• Records shown:
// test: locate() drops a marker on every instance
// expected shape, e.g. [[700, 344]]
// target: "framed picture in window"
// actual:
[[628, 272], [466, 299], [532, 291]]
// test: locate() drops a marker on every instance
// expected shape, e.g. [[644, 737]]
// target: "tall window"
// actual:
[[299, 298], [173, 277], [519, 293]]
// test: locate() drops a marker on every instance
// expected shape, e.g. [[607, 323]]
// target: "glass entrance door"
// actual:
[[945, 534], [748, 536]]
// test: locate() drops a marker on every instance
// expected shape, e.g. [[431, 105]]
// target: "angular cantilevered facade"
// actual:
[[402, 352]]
==
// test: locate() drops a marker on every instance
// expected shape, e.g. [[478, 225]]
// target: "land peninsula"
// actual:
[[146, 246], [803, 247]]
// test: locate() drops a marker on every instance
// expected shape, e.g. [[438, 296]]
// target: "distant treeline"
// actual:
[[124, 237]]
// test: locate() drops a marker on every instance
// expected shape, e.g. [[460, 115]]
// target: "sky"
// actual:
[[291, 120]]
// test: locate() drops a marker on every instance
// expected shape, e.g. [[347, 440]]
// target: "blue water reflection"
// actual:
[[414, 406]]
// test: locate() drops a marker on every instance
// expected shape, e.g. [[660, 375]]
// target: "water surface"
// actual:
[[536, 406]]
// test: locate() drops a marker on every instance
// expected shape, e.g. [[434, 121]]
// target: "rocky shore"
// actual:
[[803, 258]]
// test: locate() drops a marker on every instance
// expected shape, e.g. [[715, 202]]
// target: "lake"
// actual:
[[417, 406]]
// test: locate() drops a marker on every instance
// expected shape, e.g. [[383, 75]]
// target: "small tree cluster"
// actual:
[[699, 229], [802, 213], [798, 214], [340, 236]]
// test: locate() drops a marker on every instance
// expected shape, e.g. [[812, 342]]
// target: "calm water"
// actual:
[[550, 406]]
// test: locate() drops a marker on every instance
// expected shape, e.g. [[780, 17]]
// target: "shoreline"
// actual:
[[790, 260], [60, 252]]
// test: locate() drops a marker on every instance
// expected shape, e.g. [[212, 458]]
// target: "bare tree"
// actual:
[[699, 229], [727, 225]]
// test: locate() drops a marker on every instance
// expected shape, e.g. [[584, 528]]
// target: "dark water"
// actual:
==
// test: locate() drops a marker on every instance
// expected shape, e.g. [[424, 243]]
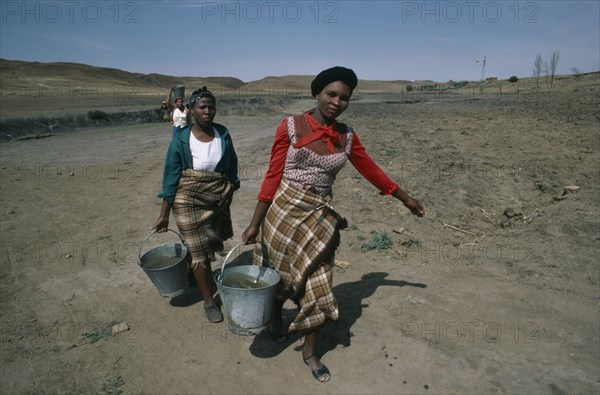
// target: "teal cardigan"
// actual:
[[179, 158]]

• Task brief:
Tally the lines in the entries above that contain the string "window". Case counts, and only the number should be given.

• Finished task:
2